SHORT EXERCISE – Reproduce verbatim every line from the one that includes "# point: bald" to the closing line of the entries; omit everything before it.
* * * *
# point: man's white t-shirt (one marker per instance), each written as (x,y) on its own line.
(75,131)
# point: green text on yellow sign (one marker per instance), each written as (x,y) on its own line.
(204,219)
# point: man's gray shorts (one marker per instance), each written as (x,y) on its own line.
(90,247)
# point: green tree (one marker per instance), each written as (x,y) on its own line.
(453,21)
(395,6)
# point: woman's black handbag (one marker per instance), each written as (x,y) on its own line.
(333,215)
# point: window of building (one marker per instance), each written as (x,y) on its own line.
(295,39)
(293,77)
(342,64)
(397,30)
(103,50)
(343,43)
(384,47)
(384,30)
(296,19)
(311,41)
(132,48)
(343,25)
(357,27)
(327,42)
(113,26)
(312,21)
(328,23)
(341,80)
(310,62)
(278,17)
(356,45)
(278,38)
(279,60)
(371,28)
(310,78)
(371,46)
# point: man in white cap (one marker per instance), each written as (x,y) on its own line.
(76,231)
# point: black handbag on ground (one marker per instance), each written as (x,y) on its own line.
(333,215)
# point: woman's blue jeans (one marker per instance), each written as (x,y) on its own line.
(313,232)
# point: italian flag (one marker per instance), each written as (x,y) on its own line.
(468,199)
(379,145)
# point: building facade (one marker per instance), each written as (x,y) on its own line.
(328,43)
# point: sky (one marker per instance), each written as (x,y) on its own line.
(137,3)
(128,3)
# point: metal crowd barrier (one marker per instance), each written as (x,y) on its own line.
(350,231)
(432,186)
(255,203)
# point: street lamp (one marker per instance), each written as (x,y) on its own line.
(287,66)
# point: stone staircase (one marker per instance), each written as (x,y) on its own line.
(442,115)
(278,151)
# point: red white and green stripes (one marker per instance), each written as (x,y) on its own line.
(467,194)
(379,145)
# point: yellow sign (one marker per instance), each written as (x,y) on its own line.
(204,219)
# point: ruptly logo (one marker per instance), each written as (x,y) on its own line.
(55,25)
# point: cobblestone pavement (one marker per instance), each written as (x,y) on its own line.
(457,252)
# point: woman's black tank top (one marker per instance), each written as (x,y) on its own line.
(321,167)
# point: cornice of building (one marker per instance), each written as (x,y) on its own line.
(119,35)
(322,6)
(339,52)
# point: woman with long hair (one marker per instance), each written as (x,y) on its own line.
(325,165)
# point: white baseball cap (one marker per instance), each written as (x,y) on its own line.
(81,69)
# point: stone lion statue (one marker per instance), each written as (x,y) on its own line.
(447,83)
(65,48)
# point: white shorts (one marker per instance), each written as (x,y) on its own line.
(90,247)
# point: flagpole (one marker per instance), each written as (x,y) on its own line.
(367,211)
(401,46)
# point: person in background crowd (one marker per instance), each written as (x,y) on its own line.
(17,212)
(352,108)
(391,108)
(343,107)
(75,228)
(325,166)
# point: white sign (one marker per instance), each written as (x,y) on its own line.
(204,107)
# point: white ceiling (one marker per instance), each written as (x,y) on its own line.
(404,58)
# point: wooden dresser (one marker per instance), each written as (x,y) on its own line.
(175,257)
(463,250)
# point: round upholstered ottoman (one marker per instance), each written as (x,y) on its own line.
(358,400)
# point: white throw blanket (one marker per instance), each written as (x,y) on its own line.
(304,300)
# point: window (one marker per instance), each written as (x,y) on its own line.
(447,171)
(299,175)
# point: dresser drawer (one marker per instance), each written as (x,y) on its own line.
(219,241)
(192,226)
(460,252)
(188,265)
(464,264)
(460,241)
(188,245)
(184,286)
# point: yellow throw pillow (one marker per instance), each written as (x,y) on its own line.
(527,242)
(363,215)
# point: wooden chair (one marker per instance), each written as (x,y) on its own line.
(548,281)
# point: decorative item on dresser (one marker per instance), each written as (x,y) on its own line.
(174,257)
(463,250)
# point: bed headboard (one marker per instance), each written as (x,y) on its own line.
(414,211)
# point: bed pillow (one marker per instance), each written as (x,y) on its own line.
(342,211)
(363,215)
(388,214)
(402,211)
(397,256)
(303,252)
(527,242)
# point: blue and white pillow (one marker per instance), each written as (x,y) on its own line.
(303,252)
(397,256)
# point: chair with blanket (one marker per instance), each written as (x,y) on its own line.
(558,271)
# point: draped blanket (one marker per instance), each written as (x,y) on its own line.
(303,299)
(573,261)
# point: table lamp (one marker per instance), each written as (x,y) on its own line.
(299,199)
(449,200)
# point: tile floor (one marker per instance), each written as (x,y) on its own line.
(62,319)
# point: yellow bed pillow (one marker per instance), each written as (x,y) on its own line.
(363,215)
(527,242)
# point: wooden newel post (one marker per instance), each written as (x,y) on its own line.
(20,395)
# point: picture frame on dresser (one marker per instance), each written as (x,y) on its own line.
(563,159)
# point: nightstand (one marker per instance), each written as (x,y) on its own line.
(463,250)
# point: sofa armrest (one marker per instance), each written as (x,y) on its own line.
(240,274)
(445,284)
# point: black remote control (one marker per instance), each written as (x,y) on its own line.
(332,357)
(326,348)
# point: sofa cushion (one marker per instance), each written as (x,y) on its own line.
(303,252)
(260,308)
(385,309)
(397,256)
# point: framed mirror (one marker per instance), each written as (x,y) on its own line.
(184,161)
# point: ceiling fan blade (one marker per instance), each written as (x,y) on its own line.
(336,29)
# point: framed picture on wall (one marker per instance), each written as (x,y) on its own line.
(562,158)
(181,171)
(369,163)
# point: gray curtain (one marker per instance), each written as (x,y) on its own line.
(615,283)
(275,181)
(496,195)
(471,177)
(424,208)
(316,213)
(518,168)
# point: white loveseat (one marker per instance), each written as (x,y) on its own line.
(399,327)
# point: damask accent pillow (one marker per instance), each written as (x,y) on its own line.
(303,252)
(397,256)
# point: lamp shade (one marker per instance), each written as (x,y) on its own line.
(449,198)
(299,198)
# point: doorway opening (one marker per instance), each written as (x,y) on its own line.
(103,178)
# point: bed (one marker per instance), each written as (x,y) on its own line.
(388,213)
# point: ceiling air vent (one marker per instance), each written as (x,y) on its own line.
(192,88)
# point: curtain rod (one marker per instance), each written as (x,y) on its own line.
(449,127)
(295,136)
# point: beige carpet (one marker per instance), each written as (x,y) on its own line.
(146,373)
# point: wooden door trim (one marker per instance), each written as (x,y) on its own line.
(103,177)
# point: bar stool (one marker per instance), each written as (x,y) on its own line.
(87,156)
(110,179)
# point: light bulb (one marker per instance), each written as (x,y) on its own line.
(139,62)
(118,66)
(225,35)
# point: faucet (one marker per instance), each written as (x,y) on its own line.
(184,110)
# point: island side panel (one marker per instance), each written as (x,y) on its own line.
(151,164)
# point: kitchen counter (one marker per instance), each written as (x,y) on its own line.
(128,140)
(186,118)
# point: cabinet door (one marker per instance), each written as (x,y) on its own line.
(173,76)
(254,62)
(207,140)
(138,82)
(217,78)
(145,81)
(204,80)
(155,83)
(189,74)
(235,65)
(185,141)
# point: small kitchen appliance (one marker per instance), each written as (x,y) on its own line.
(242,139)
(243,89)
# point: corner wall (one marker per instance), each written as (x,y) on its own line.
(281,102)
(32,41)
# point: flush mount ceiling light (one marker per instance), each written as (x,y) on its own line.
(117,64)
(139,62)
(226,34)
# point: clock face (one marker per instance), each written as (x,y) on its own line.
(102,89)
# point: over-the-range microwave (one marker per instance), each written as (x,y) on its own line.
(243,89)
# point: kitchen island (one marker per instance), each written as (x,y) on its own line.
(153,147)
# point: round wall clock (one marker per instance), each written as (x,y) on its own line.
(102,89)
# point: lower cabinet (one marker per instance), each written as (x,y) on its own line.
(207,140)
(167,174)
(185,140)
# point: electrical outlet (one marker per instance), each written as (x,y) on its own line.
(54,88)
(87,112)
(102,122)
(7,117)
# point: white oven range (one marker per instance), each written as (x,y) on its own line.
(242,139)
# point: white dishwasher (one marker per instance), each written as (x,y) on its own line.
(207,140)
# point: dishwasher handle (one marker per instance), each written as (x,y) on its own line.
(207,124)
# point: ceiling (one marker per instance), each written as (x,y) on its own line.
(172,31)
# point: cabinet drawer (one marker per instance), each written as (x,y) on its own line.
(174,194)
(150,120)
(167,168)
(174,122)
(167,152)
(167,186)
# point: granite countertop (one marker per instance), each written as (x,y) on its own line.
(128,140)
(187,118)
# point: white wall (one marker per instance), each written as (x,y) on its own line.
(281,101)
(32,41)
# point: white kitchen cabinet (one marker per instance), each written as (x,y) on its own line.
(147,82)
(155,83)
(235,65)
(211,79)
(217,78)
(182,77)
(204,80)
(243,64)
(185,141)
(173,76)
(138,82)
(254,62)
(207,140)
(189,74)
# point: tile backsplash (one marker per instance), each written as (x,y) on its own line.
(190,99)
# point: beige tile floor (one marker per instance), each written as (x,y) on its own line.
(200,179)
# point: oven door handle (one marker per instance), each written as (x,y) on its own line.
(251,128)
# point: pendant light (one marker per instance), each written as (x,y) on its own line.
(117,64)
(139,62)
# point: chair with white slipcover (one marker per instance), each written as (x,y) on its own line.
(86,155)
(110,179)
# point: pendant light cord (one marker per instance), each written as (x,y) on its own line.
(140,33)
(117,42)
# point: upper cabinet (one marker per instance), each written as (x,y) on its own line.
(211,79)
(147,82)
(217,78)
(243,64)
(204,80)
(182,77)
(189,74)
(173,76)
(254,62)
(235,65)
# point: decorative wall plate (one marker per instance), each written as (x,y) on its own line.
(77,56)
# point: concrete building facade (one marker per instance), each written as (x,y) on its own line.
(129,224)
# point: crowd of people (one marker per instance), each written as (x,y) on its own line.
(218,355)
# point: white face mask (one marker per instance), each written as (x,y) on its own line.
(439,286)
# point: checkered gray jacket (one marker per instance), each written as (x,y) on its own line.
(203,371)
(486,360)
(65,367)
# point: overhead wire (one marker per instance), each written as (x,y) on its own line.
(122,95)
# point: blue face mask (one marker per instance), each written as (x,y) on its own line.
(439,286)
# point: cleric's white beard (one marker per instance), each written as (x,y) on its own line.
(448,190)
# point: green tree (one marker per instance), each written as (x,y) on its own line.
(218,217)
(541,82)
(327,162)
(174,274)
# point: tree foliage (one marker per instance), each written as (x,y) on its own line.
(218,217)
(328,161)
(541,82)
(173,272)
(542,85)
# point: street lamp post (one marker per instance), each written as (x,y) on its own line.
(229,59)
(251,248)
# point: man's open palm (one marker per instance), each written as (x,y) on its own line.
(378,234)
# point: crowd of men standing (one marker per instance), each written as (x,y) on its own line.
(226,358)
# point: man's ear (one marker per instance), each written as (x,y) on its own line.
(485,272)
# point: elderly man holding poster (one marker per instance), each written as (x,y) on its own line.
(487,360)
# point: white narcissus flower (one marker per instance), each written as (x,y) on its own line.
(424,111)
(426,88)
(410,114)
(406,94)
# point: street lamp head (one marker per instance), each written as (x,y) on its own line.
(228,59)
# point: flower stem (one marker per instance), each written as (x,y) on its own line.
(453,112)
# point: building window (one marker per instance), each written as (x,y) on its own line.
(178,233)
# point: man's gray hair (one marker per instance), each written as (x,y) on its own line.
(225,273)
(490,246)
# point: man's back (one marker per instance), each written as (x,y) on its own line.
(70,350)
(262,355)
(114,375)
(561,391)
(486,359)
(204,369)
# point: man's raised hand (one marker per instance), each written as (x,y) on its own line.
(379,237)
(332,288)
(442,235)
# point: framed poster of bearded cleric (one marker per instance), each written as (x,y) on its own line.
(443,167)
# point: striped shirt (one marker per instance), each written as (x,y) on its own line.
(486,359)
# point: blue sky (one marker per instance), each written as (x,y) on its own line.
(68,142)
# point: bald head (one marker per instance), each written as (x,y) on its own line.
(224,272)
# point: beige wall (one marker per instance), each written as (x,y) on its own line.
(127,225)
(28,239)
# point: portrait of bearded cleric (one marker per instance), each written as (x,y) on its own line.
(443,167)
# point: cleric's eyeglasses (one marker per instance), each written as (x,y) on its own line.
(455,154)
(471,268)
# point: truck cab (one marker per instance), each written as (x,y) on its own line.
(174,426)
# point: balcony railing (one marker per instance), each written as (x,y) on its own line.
* * * *
FINAL ANSWER –
# point: bald head (one marker per instance), each written as (x,y) on its own line.
(224,272)
# point: beige wall (one marker per instance), each written as (x,y) on its own line.
(127,225)
(28,239)
# point: portrait of bearded cleric (one marker per instance), each written as (x,y) on its own line.
(443,167)
# point: cleric's eyeglasses (one marker per instance), each written as (x,y) on its own line.
(455,154)
(471,268)
# point: truck cab (one marker per instance), each written as (x,y) on its own line.
(174,426)
# point: balcony railing (one marker per instance), each written as (x,y) on its own line.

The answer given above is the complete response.